Passage given:
That said, there is a much simpler fix, if we can trust the compiler not to get too smart. Instead of setting i_has_been_chosen to 1 (as we do in the current code), set rand_bw t the o INT64_MAX (or whatever its type's max is). Remove i_has_been_chosen. Should work I think.
That said, there is a much simpler fix, if we can trust the compiler not to get too smart. Instead of setting i_has_been_chosen to 1 (as we do in the current code), set rand_bw t the o INT64_MAX (or whatever its type's max is). Remove i_has_been_chosen. Should work I think.
That would work, although you'll still need to switch to using integer math (rather than operating on the floating-point bandwidth values directly).
Okay. Branch "bug6538_023" in my public repository has the minimal fix for branch 0.2.3. Branch "bug6538" has additional code to refactor those functions a little more and extract the common logic into a testable function; it should be considered only for 0.2.4.
Oops. Hadn't actually pushed "bug6538_023" to my public repo. Done. (If you started looking at "bug6538", please don't worry -- it contains all of "bug6538_023" and a little more.)
arma: I am still liable to merge bug6538_023 into maint-0.2.3 if nobody stops me.
log_warn(LD_BUG, "Round-off error in computing bandwidth had an effect on " " which router we chose. Please tell the developers. "
is more likely to trigger now, since we make it all the way through the loop each time -- even though in nearly none of these cases does it actually have an effect on which router we chose? I recognize this is a potential problem with the original fix, not this one (unless I'm wrong).
"incancations"
More generally, this appears to be a complex tweak to a theoretical issue that is theoretically mostly solved in what we already merged? It includes messings to our autoconf and lots of new code. Why is it scheduled for 0.2.3? Or said another way, is the risk/reward ratio here suitable for forcing it on all wheezy users at the next rc? I see the risk as being somewhat low and the reward as being very low.
More generally, this appears to be a complex tweak to a theoretical issue that is theoretically mostly solved in what we already merged? It includes messings to our autoconf and lots of new code. Why is it scheduled for 0.2.3? Or said another way, is the risk/reward ratio here suitable for forcing it on all wheezy users at the next rc? I see the risk as being somewhat low and the reward as being very low.
The risk is that somebody on your LAN (or a local eavesdropper, or your entry node), can figure out about what your path is. Conservative wisdom is that a fairly local attacker can detect 10-100ns timing leaks, and a remote one can detect 1-10ms timing leaks. I'm especially worried about slow mobile devices here.
Instead of calling the risk "low", do you mean "unproven" or something?
Instead of calling the risk "low", do you mean "unproven" or something?

Excerpted data:

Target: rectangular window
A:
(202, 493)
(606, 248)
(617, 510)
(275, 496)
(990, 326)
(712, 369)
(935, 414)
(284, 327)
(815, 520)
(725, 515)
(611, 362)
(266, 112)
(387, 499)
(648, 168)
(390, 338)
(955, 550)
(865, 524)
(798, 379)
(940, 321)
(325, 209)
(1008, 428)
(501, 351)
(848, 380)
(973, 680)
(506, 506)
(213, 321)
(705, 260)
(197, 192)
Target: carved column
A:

Request: According to the forum thread, what size of timing leak is a remote attacker conventionally thought able to detect? The material plays no part in what follows.

Solved exercise: A remote attacker can detect 1–10 ms timing leaks.